'''
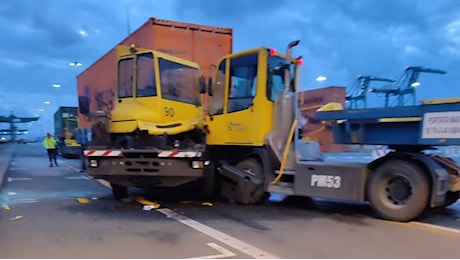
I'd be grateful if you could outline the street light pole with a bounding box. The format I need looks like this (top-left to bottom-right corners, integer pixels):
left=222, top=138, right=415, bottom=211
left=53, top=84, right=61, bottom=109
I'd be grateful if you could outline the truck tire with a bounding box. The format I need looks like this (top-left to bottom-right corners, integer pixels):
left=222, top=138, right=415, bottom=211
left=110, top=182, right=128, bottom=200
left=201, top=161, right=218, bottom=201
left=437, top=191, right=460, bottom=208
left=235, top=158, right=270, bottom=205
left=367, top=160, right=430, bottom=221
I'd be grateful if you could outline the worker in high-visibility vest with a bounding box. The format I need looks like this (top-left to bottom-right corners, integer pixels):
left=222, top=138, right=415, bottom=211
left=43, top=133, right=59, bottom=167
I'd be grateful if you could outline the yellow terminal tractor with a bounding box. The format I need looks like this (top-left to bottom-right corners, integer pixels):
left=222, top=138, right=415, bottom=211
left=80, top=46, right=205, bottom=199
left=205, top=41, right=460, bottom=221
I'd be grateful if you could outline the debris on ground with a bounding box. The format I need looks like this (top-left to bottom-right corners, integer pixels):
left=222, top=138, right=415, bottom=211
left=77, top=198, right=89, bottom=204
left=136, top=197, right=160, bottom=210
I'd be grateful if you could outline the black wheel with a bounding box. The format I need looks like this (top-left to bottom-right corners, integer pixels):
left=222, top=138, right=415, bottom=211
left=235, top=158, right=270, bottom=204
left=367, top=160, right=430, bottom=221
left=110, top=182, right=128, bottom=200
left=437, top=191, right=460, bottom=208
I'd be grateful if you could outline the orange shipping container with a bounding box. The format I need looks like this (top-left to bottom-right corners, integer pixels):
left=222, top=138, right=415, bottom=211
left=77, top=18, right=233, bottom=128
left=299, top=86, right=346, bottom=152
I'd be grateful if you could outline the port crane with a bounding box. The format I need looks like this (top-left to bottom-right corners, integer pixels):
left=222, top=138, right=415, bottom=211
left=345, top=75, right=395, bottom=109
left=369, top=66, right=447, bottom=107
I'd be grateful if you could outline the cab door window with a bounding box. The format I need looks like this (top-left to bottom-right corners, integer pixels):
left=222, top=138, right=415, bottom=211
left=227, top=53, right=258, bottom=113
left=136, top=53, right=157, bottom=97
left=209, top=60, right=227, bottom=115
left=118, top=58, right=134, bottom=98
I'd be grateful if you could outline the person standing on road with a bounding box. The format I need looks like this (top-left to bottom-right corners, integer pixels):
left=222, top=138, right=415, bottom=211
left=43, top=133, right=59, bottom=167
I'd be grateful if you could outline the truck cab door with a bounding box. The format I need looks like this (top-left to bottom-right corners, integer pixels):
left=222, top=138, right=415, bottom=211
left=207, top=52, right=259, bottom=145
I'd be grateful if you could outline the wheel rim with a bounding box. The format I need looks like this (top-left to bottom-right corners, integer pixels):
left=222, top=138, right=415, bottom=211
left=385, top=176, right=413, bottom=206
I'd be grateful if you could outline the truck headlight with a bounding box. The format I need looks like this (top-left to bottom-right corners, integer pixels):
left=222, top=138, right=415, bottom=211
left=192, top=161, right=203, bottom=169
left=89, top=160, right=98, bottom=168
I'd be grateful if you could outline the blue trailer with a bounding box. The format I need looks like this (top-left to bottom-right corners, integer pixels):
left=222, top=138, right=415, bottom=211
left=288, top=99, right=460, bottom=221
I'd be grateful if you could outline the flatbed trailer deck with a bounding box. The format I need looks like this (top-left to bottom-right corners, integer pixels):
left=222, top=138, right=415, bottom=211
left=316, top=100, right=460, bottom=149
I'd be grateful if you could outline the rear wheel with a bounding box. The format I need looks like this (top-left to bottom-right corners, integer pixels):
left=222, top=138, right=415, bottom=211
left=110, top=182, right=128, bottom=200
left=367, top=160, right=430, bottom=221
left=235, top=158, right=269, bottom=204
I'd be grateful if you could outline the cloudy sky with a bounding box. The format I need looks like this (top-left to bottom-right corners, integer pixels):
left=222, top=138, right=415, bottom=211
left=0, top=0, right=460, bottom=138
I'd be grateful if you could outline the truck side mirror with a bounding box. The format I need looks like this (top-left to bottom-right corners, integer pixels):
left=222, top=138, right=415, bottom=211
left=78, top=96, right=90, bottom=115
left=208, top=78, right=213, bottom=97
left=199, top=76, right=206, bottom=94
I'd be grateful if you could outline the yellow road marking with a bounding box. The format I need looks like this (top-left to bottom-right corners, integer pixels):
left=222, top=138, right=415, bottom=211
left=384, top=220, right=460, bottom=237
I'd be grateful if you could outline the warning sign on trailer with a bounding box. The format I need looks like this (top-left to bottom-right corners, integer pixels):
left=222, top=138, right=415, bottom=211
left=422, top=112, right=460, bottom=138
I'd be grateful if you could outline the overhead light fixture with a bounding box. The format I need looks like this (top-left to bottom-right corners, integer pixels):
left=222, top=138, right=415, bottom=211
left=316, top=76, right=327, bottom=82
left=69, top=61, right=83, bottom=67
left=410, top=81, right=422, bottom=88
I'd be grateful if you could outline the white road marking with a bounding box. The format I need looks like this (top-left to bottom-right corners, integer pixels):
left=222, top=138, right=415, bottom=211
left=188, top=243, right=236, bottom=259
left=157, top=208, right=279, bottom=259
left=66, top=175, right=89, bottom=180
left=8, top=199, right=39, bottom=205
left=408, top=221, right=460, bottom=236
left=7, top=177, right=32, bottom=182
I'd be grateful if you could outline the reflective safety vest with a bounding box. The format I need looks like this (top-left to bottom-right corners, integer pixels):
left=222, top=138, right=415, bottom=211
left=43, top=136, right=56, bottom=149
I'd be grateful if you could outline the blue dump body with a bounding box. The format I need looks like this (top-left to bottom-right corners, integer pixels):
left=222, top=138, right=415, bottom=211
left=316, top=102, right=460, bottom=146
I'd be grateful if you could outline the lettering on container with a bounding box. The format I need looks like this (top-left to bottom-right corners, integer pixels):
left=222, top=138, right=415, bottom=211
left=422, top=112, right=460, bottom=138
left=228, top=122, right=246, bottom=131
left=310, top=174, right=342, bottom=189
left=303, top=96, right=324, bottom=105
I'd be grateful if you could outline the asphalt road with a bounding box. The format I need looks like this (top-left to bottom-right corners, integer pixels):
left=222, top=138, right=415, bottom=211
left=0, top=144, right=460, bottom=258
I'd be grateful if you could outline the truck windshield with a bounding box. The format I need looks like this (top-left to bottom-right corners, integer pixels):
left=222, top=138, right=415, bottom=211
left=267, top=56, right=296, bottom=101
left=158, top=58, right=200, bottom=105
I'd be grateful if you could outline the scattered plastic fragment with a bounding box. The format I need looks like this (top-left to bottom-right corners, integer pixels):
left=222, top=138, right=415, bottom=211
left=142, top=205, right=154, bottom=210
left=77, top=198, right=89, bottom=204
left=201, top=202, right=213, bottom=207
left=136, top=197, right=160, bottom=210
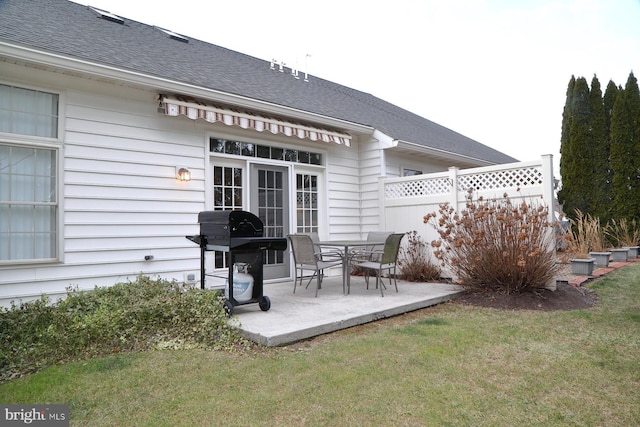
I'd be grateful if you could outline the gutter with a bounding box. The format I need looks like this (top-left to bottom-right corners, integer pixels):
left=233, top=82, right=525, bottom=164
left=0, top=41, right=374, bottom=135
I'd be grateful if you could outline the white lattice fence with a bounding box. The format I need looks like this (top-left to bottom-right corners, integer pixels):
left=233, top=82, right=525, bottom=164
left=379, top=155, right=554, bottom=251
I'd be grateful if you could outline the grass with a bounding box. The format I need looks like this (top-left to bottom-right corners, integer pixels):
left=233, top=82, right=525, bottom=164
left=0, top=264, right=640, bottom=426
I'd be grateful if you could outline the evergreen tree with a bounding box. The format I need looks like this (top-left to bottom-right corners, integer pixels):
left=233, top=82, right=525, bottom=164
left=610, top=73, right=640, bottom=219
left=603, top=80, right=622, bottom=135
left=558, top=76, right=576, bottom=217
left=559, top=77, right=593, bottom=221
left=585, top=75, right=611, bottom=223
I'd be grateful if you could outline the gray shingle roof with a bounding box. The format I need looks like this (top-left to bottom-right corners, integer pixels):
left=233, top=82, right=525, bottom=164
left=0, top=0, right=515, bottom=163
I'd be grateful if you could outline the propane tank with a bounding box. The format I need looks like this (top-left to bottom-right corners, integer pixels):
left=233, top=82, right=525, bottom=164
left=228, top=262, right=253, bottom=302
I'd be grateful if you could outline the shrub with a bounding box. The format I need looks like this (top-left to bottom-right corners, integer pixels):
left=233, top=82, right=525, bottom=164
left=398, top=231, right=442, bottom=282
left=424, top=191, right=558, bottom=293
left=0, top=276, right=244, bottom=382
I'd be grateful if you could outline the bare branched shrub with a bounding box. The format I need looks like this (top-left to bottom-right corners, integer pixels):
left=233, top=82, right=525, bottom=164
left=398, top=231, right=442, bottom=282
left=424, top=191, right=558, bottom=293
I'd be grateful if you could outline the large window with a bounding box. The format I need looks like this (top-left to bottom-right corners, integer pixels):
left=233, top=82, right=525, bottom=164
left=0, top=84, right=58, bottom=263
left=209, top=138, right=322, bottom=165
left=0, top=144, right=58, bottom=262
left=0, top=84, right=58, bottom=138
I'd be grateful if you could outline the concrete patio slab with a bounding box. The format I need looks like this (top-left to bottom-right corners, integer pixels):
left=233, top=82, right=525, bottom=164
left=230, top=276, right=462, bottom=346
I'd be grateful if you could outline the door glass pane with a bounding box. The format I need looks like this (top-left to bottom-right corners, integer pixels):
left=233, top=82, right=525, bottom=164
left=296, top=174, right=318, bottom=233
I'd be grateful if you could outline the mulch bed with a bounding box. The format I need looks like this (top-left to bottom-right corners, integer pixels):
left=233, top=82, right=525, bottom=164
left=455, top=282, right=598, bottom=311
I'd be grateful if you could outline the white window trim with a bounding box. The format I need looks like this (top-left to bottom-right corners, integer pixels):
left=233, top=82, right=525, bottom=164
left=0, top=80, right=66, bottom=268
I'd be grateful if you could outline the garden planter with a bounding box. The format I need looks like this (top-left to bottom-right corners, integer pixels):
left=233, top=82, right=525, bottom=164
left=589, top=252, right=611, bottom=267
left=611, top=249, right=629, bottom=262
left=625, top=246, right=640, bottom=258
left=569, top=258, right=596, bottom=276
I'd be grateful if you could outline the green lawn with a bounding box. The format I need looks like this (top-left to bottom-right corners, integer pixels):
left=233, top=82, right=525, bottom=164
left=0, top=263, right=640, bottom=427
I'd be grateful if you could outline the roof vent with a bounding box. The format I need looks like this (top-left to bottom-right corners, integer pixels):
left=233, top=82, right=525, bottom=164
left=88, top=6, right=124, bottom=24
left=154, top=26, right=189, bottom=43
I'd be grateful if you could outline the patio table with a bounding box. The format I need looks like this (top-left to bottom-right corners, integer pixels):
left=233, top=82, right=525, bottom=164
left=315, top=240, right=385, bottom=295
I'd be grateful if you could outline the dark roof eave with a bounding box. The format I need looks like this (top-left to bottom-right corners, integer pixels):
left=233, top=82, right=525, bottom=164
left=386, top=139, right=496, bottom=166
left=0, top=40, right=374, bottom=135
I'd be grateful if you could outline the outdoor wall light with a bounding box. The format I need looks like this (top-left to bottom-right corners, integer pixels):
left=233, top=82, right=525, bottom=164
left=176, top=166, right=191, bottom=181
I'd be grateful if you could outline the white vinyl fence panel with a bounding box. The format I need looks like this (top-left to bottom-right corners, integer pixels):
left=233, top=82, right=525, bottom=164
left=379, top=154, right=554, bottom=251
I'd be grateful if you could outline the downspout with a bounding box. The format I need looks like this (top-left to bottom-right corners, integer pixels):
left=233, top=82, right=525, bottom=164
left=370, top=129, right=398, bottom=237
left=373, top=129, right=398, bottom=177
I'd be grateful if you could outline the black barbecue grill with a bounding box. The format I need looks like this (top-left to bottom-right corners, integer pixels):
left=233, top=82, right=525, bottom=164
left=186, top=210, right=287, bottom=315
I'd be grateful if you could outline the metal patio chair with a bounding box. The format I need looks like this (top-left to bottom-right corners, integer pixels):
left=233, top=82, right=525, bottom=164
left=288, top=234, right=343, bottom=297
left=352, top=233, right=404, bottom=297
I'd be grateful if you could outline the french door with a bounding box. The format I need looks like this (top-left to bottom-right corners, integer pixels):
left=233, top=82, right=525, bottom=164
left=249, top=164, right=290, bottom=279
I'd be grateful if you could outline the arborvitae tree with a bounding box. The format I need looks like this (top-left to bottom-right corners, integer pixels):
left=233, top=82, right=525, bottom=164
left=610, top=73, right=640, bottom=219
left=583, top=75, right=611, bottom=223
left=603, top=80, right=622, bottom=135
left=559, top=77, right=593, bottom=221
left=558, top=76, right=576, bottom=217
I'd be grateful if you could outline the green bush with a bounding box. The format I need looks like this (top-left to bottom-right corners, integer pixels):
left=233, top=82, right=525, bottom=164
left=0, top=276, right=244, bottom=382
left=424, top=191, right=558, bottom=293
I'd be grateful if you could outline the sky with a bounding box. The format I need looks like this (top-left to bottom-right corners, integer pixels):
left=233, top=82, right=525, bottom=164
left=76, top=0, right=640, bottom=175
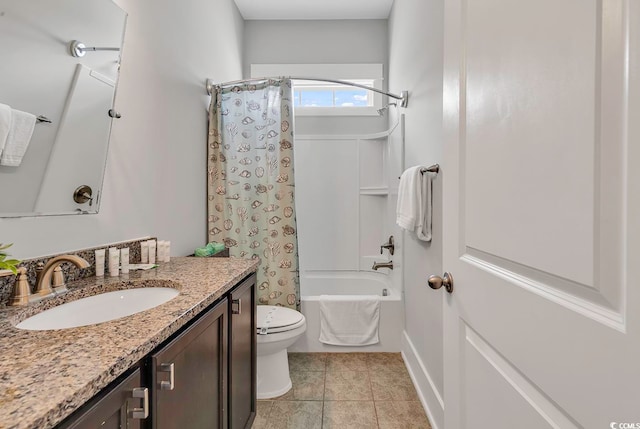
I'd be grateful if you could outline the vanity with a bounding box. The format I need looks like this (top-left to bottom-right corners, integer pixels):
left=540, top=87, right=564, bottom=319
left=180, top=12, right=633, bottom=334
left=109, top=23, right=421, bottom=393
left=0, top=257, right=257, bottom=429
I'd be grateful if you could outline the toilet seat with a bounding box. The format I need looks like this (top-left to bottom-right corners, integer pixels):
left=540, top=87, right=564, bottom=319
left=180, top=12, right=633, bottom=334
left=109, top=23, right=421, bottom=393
'''
§ **REQUEST**
Copy out the lines from the very first one through the one that contains "left=53, top=84, right=61, bottom=109", both ends included, and leave the pictures out.

§ **ANSWER FOR THIS EXERCISE**
I'd be grateful if you could outline the street light pole with a bounding box. The format I need looks like this (top-left to bottom-right corners, integer pixels):
left=222, top=138, right=415, bottom=211
left=53, top=84, right=61, bottom=109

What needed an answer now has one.